- _ФРАГМЕНТ СТРАНИЦЫ_
■ ■ ■ ■ ■

Приближались переходные экзамены. Чернышевскому и хотелось попасть поскорее в родной Саратов, и уже жаль было разлучаться с товарищами, с книгами, покидать Петербург, с которым о» успел свыкнуться. Настроение было такое, что хоть и не ехать… Однако он боялся оскорбить этим отца и мать. После долгих раздумий Чернышевский решил положиться на их волю и желание и только твердил им в письмах о больших расходах, связанных с возможностью свидеться лишь на короткое время. Родители все же настойчиво звали его на вакации в Саратов.

Экзамены прошли превосходно. Чернышевский получил полные баллы по всем предметам. Перед окончанием экзаменов он стал собираться в дорогу.

Под вечер 7 июня Чернышевский выехал в дилижансе «четвертого заведения» в Москву. Там он прожил трое суток, поджидая денег из дому, подыскивая попутчика и выправляя подорожную. Попутчиком оказался чиновник, отправлявшийся по казенной надобности в своем экипаже. Путь их лежал через Рязань и Тамбов. В двадцатых числах июня Чернышевский приехал в Саратов.

IV. Дружба и первое чувство

Второй год пребывания Чернышевского в университете во многом был сходен с первым. Но были и перемены в его быту по возвращении из Саратова: он отделился от Раева. Тот, окончив юридический факультет, получил по протекции место младшего помощника столоначальника и начал медленное, трудное восхождение по ступеням чиновничьей лестницы. Пути их расходились.

■ ■ ■ ■ ■

- _МАТЕРИАЛ НИЖЕ_
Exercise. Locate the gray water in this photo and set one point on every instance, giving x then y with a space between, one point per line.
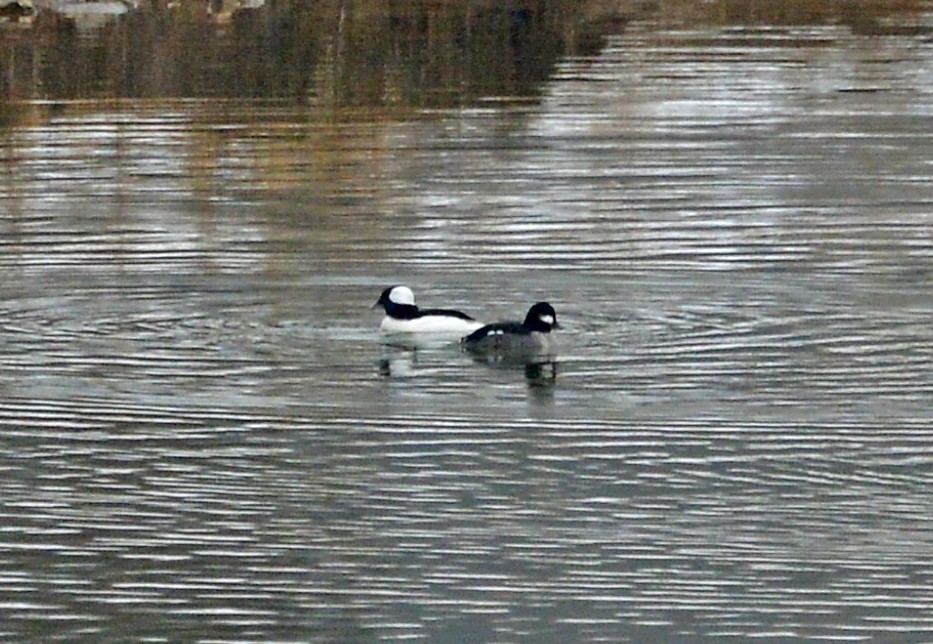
203 438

■ ■ ■ ■ ■

- _ВОПРОСЫ ДЛЯ ОТВЕТА_
[1] Извлеките из фрагмента о Чернышевском отрывок начиная со слов «Под вечер 7» и заканчивая словами «Пути их расходились.».
[2] Переведите на английский язык следующее предложение из фрагмента о Чернышевском: «Попутчиком оказался чиновник, отправлявшийся по казенной надобности в своем экипаже».

- _ОТВЕТЫ ПО ЗАДАНИЯМ_
[1]
Под вечер 7 июня Чернышевский выехал в дилижансе «четвертого заведения» в Москву. Там он прожил трое суток, поджидая денег из дому, подыскивая попутчика и выправляя подорожную. Попутчиком оказался чиновник, отправлявшийся по казенной надобности в своем экипаже. Путь их лежал через Рязань и Тамбов. В двадцатых числах июня Чернышевский приехал в Саратов.

IV. Дружба и первое чувство

Второй год пребывания Чернышевского в университете во многом был сходен с первым. Но были и перемены в его быту по возвращении из Саратова: он отделился от Раева. Тот, окончив юридический факультет, получил по протекции место младшего помощника столоначальника и начал медленное, трудное восхождение по ступеням чиновничьей лестницы. Пути их расходились.

[2] His traveling companion turned out to be an official who was traveling on government business in his own carriage.